#### [TEXTO PARA REVISAR]
**********

Del entusiasmo por las reformas modernizadoras, hemos regresado a las historias
de criminales que controlan zonas del país, las historias de fosas
clandestinas, decapitados, manifestaciones por doquier (algunas civilizadas;
otras, caóticas y violentas). El famoso Mexican
Moment en realidad duró apenas un momento, y Peña Nieto está en el medio
del torbellino, con su imagen a la baja y tratando de volver a tener el control
del timón.
Por
supuesto que la prioridad del gobierno –y del Estado- es encontrar a los
normalistas. Si pudieran, ya lo habrían hecho. Cada día que se tardan es un día
en el que el asunto se complica y sus costos crecen.
El
problema, el verdadero drama, es que no pueden. Es, para decirlo en palabras de
José Woldenberg, un problema de impotencia.
Y
esa impotencia, si nos ponemos a pensarlo bien, es tan grave como si pudieran y
no quisieran.
En
hechos concretos: hace un mes que la policía municipal de Iguala atacó a un
grupo de jóvenes activistas, mató a tres de ellos y a otros tres civiles, 43
desaparecieron y no se sabe de su paradero, han aparecido fosas clandestinas
por toda la zona, hay 56 detenidos entre policías y sicarios, un alcalde
prófugo, un gobernador renunciante, indignación masiva… y el caso sigue sin
resolverse.
Es
evidente que el caso no se resuelve porque las autoridades no han tenido la
capacidad para ello. Pero no se debe a que sean personalmente incapaces, sino a
un problema más severo y que nos debería preocupar más: a la incapacidad
estructural de las instituciones, más allá de quiénes las encabecen.

**********

#### [TAREAS POR REALIZAR]
1. Responde estas preguntas sobre el texto del caso de Iguala:
(a) ¿Cuántos detenidos hay entre policías y sicarios?
(b) ¿De quién son las palabras que describen la situación como «un problema de impotencia»?
(c) ¿Qué policía atacó al grupo de jóvenes activistas?
2. Repite literalmente el fragmento del texto del caso de Iguala: empieza en las palabras "Del entusiasmo por" y detente después de las palabras "sus costos crecen.".

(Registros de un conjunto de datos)
**********

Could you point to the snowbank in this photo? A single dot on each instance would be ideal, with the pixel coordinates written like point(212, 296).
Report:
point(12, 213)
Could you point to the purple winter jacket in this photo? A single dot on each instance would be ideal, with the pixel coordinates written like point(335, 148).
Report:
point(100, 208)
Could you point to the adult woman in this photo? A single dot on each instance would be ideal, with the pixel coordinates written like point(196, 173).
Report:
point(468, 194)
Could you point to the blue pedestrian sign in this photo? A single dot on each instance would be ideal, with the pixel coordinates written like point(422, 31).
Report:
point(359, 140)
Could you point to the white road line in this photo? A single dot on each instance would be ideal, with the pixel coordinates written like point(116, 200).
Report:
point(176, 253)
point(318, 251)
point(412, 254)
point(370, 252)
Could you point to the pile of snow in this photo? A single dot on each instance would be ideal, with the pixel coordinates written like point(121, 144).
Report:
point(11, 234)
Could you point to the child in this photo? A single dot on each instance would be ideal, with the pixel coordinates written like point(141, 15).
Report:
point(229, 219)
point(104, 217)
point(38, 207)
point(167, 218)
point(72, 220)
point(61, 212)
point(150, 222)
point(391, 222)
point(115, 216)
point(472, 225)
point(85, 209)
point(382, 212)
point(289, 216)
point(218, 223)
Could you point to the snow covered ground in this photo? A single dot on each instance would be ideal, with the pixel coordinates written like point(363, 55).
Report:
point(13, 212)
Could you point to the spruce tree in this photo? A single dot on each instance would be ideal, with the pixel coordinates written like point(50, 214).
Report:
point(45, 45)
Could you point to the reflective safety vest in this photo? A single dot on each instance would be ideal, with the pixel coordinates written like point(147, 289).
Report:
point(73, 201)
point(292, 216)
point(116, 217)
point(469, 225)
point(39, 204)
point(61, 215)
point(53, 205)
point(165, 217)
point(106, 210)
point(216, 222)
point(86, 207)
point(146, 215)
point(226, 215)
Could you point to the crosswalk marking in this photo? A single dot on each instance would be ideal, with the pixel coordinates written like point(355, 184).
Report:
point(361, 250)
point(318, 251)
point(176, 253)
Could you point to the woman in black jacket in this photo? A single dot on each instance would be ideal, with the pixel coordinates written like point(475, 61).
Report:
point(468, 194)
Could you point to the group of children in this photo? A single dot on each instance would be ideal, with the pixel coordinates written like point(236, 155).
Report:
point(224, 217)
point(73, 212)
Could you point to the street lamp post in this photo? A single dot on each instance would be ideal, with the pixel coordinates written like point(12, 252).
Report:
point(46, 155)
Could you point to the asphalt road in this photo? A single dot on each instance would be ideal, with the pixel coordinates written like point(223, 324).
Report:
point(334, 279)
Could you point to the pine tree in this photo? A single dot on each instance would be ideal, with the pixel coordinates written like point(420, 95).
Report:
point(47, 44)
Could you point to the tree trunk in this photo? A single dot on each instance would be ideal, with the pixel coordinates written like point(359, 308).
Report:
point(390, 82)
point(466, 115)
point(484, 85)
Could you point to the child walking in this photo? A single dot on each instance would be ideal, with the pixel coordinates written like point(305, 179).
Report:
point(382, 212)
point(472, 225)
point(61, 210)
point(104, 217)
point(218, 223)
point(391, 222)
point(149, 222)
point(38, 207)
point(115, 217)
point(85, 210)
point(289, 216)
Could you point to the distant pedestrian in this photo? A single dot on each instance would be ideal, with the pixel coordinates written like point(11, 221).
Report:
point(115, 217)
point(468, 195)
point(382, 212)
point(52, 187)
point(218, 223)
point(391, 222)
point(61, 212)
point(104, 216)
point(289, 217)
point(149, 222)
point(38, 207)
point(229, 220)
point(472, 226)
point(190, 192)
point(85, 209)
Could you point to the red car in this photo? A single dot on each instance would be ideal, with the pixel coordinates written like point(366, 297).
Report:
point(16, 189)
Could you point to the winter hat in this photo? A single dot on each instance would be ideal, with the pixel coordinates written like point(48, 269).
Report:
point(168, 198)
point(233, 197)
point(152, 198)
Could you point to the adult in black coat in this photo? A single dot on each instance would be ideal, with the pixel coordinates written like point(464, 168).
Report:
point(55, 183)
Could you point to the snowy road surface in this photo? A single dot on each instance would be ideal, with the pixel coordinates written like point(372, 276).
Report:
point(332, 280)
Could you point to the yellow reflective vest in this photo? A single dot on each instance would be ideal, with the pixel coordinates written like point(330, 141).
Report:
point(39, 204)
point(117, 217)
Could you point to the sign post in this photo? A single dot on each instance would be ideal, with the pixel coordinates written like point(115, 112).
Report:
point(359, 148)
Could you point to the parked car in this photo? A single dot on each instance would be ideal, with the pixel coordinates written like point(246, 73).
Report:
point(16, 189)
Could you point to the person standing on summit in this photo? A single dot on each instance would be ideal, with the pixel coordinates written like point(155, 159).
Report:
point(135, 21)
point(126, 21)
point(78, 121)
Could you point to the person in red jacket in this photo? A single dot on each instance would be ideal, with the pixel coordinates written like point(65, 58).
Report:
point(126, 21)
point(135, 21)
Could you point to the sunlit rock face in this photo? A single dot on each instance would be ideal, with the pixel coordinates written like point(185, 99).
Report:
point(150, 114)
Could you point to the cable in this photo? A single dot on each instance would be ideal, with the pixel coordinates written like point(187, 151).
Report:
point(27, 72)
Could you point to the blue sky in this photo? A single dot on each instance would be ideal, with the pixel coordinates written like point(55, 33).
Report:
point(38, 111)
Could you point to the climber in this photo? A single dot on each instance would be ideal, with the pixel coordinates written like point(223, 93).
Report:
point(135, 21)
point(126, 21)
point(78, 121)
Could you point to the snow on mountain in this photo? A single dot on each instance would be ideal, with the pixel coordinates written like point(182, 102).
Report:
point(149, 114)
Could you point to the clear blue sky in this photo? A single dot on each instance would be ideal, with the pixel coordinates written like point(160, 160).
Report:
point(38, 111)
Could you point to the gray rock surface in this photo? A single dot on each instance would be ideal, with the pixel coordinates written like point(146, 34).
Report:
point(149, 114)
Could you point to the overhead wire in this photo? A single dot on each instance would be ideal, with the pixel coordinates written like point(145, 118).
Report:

**********

#### [RESPUESTAS]
1.
(a) 56.
(b) De José Woldenberg.
(c) La policía municipal de Iguala.

2.
Del entusiasmo por las reformas modernizadoras, hemos regresado a las historias
de criminales que controlan zonas del país, las historias de fosas
clandestinas, decapitados, manifestaciones por doquier (algunas civilizadas;
otras, caóticas y violentas). El famoso Mexican
Moment en realidad duró apenas un momento, y Peña Nieto está en el medio
del torbellino, con su imagen a la baja y tratando de volver a tener el control
del timón.
Por
supuesto que la prioridad del gobierno –y del Estado- es encontrar a los
normalistas. Si pudieran, ya lo habrían hecho. Cada día que se tardan es un día
en el que el asunto se complica y sus costos crecen.